Image-backed grounding data:
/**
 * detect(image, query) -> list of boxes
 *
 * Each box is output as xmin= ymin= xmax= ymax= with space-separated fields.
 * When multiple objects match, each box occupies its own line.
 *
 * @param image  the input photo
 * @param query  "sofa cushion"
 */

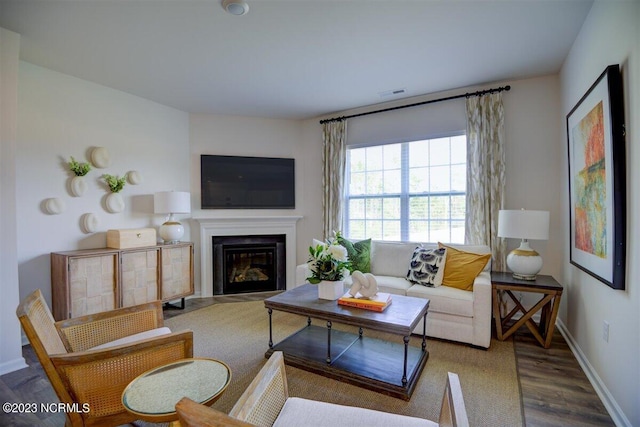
xmin=407 ymin=246 xmax=447 ymax=287
xmin=273 ymin=397 xmax=437 ymax=427
xmin=370 ymin=241 xmax=424 ymax=277
xmin=338 ymin=236 xmax=371 ymax=273
xmin=407 ymin=284 xmax=474 ymax=317
xmin=439 ymin=243 xmax=491 ymax=291
xmin=374 ymin=275 xmax=413 ymax=296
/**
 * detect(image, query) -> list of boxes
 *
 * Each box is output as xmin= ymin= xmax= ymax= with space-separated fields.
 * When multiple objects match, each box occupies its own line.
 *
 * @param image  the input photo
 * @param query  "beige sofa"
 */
xmin=296 ymin=241 xmax=492 ymax=349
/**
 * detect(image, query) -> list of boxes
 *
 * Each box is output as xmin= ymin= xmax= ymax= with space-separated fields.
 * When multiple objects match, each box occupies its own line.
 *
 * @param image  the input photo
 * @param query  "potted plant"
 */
xmin=307 ymin=231 xmax=351 ymax=300
xmin=103 ymin=173 xmax=126 ymax=213
xmin=68 ymin=156 xmax=91 ymax=196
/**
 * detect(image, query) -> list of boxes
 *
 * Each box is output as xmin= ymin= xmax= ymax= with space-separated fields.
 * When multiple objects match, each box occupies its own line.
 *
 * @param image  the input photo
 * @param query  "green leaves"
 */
xmin=68 ymin=156 xmax=91 ymax=176
xmin=103 ymin=174 xmax=126 ymax=193
xmin=306 ymin=235 xmax=352 ymax=283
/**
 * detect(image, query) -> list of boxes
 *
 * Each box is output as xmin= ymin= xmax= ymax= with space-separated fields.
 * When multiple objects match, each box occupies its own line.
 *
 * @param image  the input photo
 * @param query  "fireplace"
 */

**Task goal**
With the pictures omitted, print each line of the data above precisely as given.

**Task output**
/**
 * detect(image, query) -> list of boxes
 *
 * Each box is output as xmin= ymin= xmax= ymax= with space-separated fields.
 * When multiple objects match, each box occupies its own line.
 *
 * @param image  the input photo
 * @param query  "sofa cushion"
 */

xmin=407 ymin=246 xmax=447 ymax=287
xmin=273 ymin=397 xmax=437 ymax=427
xmin=370 ymin=241 xmax=424 ymax=277
xmin=338 ymin=236 xmax=371 ymax=273
xmin=407 ymin=284 xmax=474 ymax=317
xmin=439 ymin=243 xmax=491 ymax=291
xmin=374 ymin=275 xmax=413 ymax=296
/**
 * detect(image, query) -> list of boxes
 *
 * Each box is output as xmin= ymin= xmax= ymax= with space-separated fields.
 * When multiple objects match, each box occupies its own line.
 *
 * @param image  the input photo
 * @param query  "beige sofa"
 */
xmin=296 ymin=241 xmax=492 ymax=349
/**
 * detect(image, query) -> list of boxes
 *
 * Each box is output as xmin= ymin= xmax= ymax= with space-separated fields.
 * When multiple objects match, each box occupies its own line.
 *
 * @param image  the input photo
 * @param query  "potted plant"
 */
xmin=307 ymin=231 xmax=351 ymax=300
xmin=103 ymin=173 xmax=126 ymax=213
xmin=68 ymin=156 xmax=91 ymax=196
/**
 * detect(image, query) -> list of boxes
 *
 * Each box is output as xmin= ymin= xmax= ymax= with space-separated fields.
 * When multiple objects match, each box occupies its own line.
 *
 * @param image  the input photo
 * @param query  "green leaves"
 */
xmin=68 ymin=156 xmax=91 ymax=176
xmin=103 ymin=174 xmax=126 ymax=193
xmin=306 ymin=235 xmax=352 ymax=283
/**
 * detect(image, query) -> list of boxes
 *
 * Each box is output as xmin= ymin= xmax= ymax= with space-separated fields.
 * When multiple objects match, each box occupies its own line.
 *
 * @param image  the input photo
 * @param query  "fireplace"
 */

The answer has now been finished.